- _Work task_:
Each entry here is to be restated word for word.

(Region pointing data)

━━━━

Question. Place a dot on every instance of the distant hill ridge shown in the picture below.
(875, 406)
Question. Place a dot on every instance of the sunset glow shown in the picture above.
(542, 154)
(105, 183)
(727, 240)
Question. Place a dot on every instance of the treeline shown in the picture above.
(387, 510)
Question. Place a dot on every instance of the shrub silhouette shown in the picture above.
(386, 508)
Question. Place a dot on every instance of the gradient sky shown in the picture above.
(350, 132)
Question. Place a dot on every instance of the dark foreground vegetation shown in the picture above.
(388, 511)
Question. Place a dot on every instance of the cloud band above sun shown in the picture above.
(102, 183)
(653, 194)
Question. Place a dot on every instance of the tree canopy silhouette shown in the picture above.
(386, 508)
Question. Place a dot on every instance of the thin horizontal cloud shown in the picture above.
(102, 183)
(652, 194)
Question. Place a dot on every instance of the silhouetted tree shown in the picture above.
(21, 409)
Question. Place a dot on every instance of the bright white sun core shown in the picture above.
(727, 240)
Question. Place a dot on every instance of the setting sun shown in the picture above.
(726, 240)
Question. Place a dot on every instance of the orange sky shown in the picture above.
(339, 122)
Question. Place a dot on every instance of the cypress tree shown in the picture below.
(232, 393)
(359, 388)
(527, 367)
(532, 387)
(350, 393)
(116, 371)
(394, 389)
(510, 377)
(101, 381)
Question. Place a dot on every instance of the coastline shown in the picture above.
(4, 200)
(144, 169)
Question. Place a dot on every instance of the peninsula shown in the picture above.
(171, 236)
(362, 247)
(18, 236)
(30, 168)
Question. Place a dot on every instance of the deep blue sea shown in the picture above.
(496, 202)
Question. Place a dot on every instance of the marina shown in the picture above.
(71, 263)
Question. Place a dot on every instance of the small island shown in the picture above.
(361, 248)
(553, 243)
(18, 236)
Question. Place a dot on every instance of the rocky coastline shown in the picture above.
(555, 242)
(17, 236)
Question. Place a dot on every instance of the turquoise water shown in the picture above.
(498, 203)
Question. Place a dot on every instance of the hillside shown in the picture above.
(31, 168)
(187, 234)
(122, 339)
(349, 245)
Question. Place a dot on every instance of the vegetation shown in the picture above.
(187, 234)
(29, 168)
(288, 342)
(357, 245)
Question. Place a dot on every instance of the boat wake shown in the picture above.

━━━━

- _Finished exercise_:
Question. Place a dot on every instance of the distant hill ridge shown in the picture below.
(875, 406)
Question. Place a dot on every instance of the sunset glow shown in the picture above.
(542, 154)
(105, 183)
(727, 240)
Question. Place a dot on every instance of the treeline shown in the picture above.
(387, 510)
Question. Place a dot on every instance of the shrub silhouette shown in the picture above.
(386, 508)
Question. Place a dot on every instance of the gradient sky shown in the picture above.
(350, 132)
Question. Place a dot on every instance of the dark foreground vegetation shown in the picture above.
(388, 511)
Question. Place a dot on every instance of the cloud band above sun shown in the picture above.
(102, 183)
(653, 194)
Question. Place a dot on every instance of the tree canopy silhouette shown in the picture above.
(386, 508)
Question. Place a dot on every instance of the thin horizontal cloud shown in the picture above.
(102, 183)
(652, 194)
Question. Place a dot on every instance of the silhouetted tree shown in the picture above.
(21, 409)
Question. Place a dot on every instance of the bright white sun core shown in the picture above.
(727, 240)
Question. Place a dot on every instance of the setting sun shown in the picture above.
(726, 240)
Question. Place a dot on every instance of the orange sky shown in the picture above.
(339, 122)
Question. Place a dot on every instance of the cypress tree shown in the picture below.
(232, 393)
(359, 388)
(527, 367)
(532, 387)
(350, 393)
(116, 371)
(394, 389)
(510, 377)
(101, 381)
Question. Place a dot on every instance of the coastline shown in the picture above.
(4, 200)
(144, 169)
Question. Place a dot on every instance of the peninsula shown in the picture above.
(171, 236)
(362, 247)
(18, 236)
(30, 168)
Question. Place a dot on every instance of the deep blue sea shown in the picture above.
(496, 202)
Question. Place a dot on every instance of the marina shown in the picture above.
(71, 263)
Question. Place a dot on every instance of the small island shown in the picture above.
(361, 248)
(553, 243)
(18, 236)
Question. Place a dot on every instance of the rocky coastline shown in the picture above.
(555, 242)
(17, 236)
Question. Place a dot on every instance of the turquoise water shown in the picture above.
(498, 203)
Question. Place a dot on every instance of the hillside shown in the picture above.
(31, 168)
(187, 234)
(122, 339)
(349, 245)
Question. Place a dot on every instance of the vegetation shown in the picture above.
(187, 234)
(29, 168)
(288, 342)
(357, 245)
Question. Place a dot on every instance of the boat wake shown in the picture above.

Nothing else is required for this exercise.